_任务要求 A_
在这段关于 gc.collect 异常的讨论节选中,进程退出时 gc.collect 被设置成了什么?
_任务要求 B_
更新这段关于 gc.collect 异常的讨论节选中从“Regarding this issue, I've”到“# gc.collect()”之间(含首尾)的内容:把其中的“stop_self_pool”替换为“shutdown_pool”,其余照原文给出。
_任务要求 C_
从末尾处续写这段关于 gc.collect 退出异常的讨论节选。

_节选内容_
在进程退出时,这段 cleanup 代码会被执行,但这时候 gc.collect 已经被设置为 None 了,所以会抛出异常

patricksuo avatar Feb 07 '25 13:02 patricksuo

你好,@patricksuo,谢谢你提出这个问题!我们的测试中还没有遇到过这类问题,可以麻烦你给一段代码帮助我们复现这个问题吗?谢谢!

hanhainebula avatar Feb 13 '25 14:02 hanhainebula

@hanhainebula 我本地是这样重现的: 1)加载模型 2)把模型放到全局变量 3) 调用 encode query 3)进程退出

from langchain_text_splitters import CharacterTextSplitter
from FlagEmbedding import BGEM3FlagModel


model = BGEM3FlagModel('BAAI/bge-m3', return_dense=True, return_sparse=True)


def search(query:str) :
    query_vector = model.encode_queries([query], batch_size=8, return_dense=True, return_sparse=True, convert_to_numpy=True)['dense_vecs']
    return query_vector
   
search("xxx")

进程退出时 gc.collect 被置为 None

patricksuo avatar Feb 14 '25 12:02 patricksuo

今天再试了一下,比较奇怪,可能不是一个可以确定复现的问题。

patricksuo avatar Feb 15 '25 07:02 patricksuo

Regarding this issue, I've edited the AbsEmbedder.py directly and the error is resolved. Could you please try this?

    def stop_self_pool(self):

        if self.pool is not None:
            self.stop_multi_process_pool(self.pool)
            self.pool = None
        try:
            self.model.to('cpu')
            torch.cuda.empty_cache()
        except:
            pass
        # gc.collect()
        if gc is not None and callable(gc.collect):
            gc.collect()

_数据部分_
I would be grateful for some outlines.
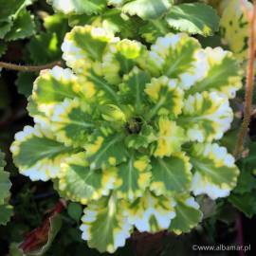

_回复 A_
None

_回复 B_
Regarding this issue, I've edited the AbsEmbedder.py directly and the error is resolved. Could you please try this?

    def shutdown_pool(self):

        if self.pool is not None:
            self.stop_multi_process_pool(self.pool)
            self.pool = None
        try:
            self.model.to('cpu')
            torch.cuda.empty_cache()
        except:
            pass
        # gc.collect()

_回复 C_
Erena-Kim avatar Mar 13 '25 04:03 Erena-Kim

@Erena-Kim Thank you for your response and for sharing the workaround!

Yes, your workaround does mitigate the problem.

That said, I still lean toward the view that the library’s use of del for resource cleanup might be a design misstep.

According to Python’s documentation, del can be executed during interpreter shutdown, but by then, global variables (including other modules) may already have been deleted or set to None. While Python guarantees that globals starting with a single underscore are deleted before others, this doesn’t fully ensure that dependent modules are still available when del is called.

This leads to the exceptions we’re seeing during process exit. I think a more robust approach might be to explicitly manage resource cleanup rather than relying on the magic behavior of del.

patricksuo avatar Mar 14 '25 11:03 patricksuo

Hello, @patricksuo. Thank you for pointing out this issue. I just fix this bug by using the modification from @Erena-Kim (PR #1407). If there are any other questions, feel free to open an issue :)

hanhainebula avatar Mar 20 '25 10:03 hanhainebula

Hello, @patricksuo. Thank you for pointing out this issue. I just fix this bug by using the modification from @Erena-Kim (PR #1407). If there are any other questions, feel free to open an issue :)

你好,我按照上面的修改依旧没有解决cleanup的问题,我尝试修改:“ def stop_multi_process_pool(pool: Dict[Literal["input", "output", "processes"], Any]) -> None: """ Stops all processes started with start_multi_process_pool.

    Args:
        pool (Dict[str, object]): A dictionary containing the input queue, output queue, and process list.

    Returns:
        None
    """
    for p in pool["processes"]:
        if p.is_alive() and hasattr(signal, "SIGTERM"):
            p.terminate()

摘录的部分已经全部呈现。